Excerpts from segmentation records:
##############################
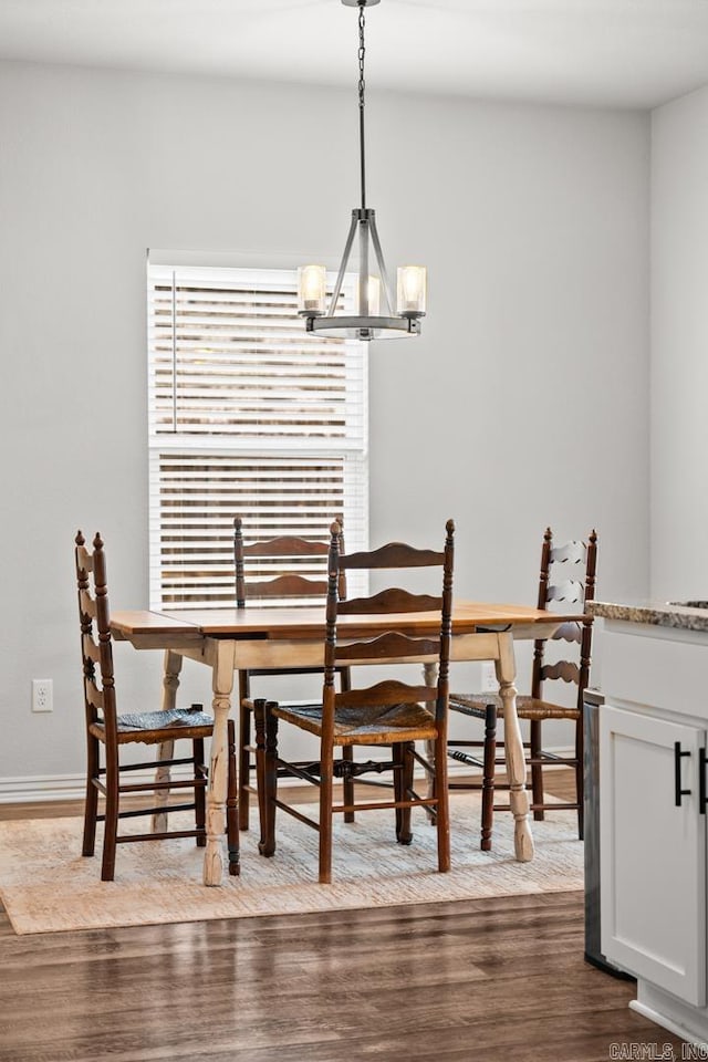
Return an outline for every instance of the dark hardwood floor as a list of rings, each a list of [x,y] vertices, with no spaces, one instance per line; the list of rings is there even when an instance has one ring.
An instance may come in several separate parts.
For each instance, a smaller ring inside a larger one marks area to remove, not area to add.
[[[680,1059],[583,947],[581,893],[29,937],[0,914],[0,1062]]]

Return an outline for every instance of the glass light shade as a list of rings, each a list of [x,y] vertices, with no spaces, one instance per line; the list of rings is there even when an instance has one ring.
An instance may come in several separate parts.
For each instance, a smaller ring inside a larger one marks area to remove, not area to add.
[[[428,294],[427,288],[425,266],[399,266],[396,285],[397,312],[424,314]]]
[[[381,280],[378,277],[369,277],[366,283],[366,306],[360,305],[360,288],[356,284],[354,291],[354,312],[361,313],[366,317],[377,317],[381,310]]]
[[[324,313],[327,273],[324,266],[301,266],[298,270],[298,310]]]

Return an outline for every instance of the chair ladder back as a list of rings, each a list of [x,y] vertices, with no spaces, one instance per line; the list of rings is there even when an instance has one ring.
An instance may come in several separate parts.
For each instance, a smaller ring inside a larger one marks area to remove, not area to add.
[[[75,543],[86,717],[88,721],[93,722],[98,719],[100,714],[103,715],[106,736],[108,736],[111,731],[115,731],[116,708],[111,613],[103,540],[96,532],[93,540],[93,552],[90,552],[85,549],[85,539],[82,532],[79,531]],[[98,686],[96,664],[98,665],[101,686]]]
[[[538,607],[548,608],[552,602],[563,602],[565,606],[580,605],[584,608],[586,602],[594,597],[596,563],[597,534],[594,530],[589,537],[587,544],[573,540],[563,545],[553,546],[553,533],[550,528],[546,528],[541,549]],[[551,572],[554,565],[564,568],[566,564],[584,565],[582,581],[570,579],[553,583]],[[573,683],[577,686],[579,705],[582,706],[582,696],[590,676],[592,618],[589,617],[577,623],[571,621],[563,623],[551,641],[580,643],[579,662],[556,660],[553,664],[545,664],[546,643],[535,641],[533,644],[531,696],[542,698],[543,683],[546,679],[561,679],[564,683]]]
[[[585,569],[585,604],[595,600],[595,582],[597,575],[597,533],[591,531],[587,540],[587,560]],[[580,678],[577,683],[577,708],[583,709],[583,696],[590,681],[590,666],[592,664],[593,618],[587,616],[583,622],[583,633],[580,644]]]
[[[336,518],[341,527],[341,518]],[[341,550],[344,550],[342,538]],[[327,592],[324,560],[329,552],[329,543],[324,540],[303,539],[294,534],[277,535],[268,540],[260,540],[244,544],[243,522],[241,517],[233,520],[233,560],[236,569],[236,604],[243,608],[249,598],[282,600],[289,605],[308,604],[312,597],[324,597]],[[257,579],[247,579],[244,559],[252,558],[260,561],[256,564],[259,575]],[[317,565],[313,568],[313,559],[322,558],[320,577]],[[302,573],[298,571],[302,568]],[[340,594],[346,597],[346,577],[340,581]]]
[[[339,603],[340,616],[385,615],[395,612],[439,612],[442,597],[414,594],[399,586],[389,586],[371,597],[348,597]]]
[[[336,521],[330,531],[329,552],[329,591],[326,601],[326,633],[325,633],[325,667],[324,667],[324,702],[332,706],[361,705],[371,701],[373,691],[385,699],[381,704],[397,704],[402,700],[436,701],[436,715],[445,710],[449,694],[449,660],[450,639],[452,629],[452,568],[454,568],[454,532],[451,520],[446,527],[445,550],[418,550],[400,542],[388,543],[371,553],[340,555],[340,531]],[[364,564],[364,558],[369,563]],[[354,563],[350,562],[354,559]],[[413,563],[408,563],[412,561]],[[342,568],[442,568],[442,594],[412,594],[399,587],[381,591],[373,597],[360,597],[348,601],[337,598],[337,577]],[[356,614],[393,615],[405,612],[440,612],[440,637],[416,638],[392,629],[376,638],[351,641],[337,644],[339,616]],[[438,664],[438,680],[435,686],[410,686],[409,684],[389,681],[383,686],[368,687],[366,690],[342,690],[334,694],[334,674],[337,666],[376,663],[378,659],[397,663],[429,660]]]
##############################
_Task prompt_. Count the rows of the entries above that contain the word "line". Give only the number.

_Written reply_. 3